Exercise objective => The expected output is exactly the lines below, starting at the line with "Target: man's thigh" and ending at the line with "Target: person in red and blue jersey", both included; no other line belongs in it.

#####

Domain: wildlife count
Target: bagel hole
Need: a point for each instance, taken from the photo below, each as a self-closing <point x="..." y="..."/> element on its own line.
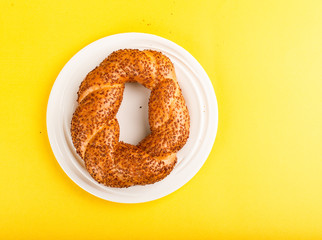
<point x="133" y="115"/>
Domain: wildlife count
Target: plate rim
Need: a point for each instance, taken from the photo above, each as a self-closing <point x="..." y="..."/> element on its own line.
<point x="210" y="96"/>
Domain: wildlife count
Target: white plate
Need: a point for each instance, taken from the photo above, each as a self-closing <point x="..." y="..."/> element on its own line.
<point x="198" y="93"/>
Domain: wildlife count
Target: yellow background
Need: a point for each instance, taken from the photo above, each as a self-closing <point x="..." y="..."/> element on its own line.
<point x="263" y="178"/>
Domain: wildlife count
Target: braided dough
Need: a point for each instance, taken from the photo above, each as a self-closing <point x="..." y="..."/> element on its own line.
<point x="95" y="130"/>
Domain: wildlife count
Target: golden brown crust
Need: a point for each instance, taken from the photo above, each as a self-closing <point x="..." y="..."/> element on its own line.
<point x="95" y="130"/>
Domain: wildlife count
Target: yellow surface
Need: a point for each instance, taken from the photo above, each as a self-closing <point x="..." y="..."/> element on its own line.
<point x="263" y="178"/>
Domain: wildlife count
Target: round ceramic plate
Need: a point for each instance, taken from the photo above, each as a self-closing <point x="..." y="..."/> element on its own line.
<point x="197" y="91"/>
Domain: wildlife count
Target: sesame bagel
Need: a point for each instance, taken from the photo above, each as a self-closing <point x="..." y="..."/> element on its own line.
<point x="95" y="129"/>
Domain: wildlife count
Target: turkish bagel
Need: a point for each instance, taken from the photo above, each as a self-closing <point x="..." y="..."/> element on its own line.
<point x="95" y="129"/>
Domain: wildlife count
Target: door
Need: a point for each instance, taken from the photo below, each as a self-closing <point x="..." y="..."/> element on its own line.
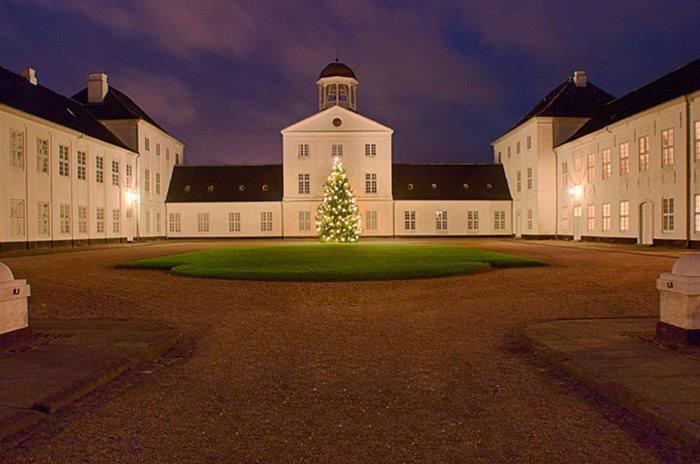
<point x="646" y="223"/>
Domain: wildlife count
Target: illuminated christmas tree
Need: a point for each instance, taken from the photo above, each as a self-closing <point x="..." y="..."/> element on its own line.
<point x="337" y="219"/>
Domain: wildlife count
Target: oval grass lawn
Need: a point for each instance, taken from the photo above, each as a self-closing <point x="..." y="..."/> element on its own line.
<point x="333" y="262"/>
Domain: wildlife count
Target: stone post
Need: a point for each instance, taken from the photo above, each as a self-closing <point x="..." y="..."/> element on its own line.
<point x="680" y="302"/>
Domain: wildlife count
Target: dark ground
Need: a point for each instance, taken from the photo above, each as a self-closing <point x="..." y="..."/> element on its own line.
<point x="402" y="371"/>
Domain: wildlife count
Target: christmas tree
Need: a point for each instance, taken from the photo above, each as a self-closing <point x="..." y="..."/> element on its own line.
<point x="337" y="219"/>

#####

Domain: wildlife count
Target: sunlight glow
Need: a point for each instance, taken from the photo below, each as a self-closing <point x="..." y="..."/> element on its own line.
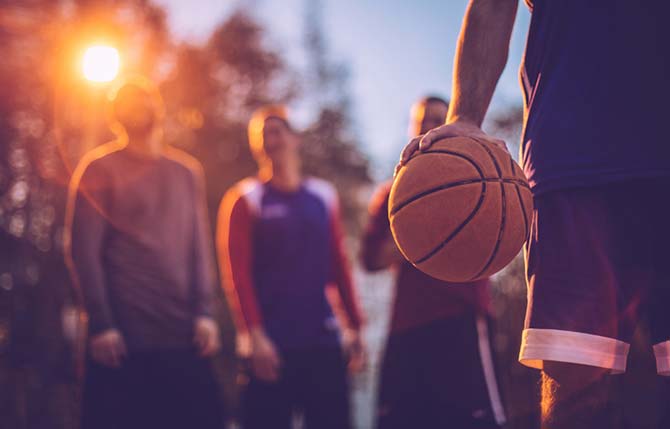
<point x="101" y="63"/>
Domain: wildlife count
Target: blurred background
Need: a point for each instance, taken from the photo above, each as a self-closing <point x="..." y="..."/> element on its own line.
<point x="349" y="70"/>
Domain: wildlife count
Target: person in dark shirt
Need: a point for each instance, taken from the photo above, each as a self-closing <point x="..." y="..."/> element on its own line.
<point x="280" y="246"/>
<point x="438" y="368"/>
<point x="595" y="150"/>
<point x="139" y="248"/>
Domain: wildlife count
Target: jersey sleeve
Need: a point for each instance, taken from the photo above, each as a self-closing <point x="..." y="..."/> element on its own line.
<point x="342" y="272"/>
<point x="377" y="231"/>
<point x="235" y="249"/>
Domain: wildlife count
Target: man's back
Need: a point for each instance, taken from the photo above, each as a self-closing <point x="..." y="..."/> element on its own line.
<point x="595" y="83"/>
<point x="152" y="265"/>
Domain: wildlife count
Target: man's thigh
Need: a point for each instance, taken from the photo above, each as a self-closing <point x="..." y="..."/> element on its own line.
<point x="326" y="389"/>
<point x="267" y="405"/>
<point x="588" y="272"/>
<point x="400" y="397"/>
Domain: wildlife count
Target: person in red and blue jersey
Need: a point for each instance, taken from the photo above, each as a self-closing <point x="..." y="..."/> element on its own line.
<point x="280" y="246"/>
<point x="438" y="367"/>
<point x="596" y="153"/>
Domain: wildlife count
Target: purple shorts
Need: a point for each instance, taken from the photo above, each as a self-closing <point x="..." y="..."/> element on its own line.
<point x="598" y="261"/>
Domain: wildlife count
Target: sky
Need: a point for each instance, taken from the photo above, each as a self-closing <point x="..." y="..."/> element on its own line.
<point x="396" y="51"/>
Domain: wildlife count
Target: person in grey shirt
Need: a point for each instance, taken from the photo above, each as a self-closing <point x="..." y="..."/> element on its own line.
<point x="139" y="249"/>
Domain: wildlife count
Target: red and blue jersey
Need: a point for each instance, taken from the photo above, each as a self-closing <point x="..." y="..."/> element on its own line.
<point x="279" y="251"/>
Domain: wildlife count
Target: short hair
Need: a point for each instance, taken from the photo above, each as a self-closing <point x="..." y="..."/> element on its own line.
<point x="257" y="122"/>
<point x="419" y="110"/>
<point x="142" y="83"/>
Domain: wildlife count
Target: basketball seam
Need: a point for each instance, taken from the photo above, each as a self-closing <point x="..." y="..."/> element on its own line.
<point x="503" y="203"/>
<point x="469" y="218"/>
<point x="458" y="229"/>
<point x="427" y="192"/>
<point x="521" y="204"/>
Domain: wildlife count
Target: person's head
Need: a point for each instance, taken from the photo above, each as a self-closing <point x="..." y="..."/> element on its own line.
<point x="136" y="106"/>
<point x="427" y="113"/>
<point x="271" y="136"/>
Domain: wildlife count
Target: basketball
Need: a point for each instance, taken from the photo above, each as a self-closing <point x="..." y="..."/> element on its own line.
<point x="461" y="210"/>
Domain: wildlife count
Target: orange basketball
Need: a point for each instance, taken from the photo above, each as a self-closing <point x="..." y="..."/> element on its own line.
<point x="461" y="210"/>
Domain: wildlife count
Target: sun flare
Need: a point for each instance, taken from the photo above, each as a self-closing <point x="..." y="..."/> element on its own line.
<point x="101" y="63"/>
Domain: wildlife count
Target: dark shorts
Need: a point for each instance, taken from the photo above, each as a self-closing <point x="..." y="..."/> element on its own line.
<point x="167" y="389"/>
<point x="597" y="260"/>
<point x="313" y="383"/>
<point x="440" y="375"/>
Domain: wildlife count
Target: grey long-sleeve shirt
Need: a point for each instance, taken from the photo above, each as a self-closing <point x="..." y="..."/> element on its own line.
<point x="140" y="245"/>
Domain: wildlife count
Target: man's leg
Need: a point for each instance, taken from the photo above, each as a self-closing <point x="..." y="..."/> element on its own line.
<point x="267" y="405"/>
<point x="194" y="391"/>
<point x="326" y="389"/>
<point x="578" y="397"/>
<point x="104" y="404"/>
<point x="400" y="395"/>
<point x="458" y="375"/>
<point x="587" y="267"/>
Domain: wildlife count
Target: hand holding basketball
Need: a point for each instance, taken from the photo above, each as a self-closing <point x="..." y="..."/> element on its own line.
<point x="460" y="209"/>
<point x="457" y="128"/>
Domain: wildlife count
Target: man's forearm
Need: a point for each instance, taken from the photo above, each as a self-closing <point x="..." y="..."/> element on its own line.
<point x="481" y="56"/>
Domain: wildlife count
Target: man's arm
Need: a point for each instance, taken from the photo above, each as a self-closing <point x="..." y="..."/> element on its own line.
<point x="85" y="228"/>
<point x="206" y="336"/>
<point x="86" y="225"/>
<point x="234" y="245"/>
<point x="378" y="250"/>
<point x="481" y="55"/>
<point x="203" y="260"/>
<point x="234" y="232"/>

#####

Expected output =>
Target: man's thigh
Need: a point for each instance, taken from the photo above, each as a self-closing <point x="..." y="..."/> element on its own line.
<point x="326" y="389"/>
<point x="267" y="405"/>
<point x="588" y="272"/>
<point x="400" y="397"/>
Domain: wildlife count
Target: person in red and blue jersey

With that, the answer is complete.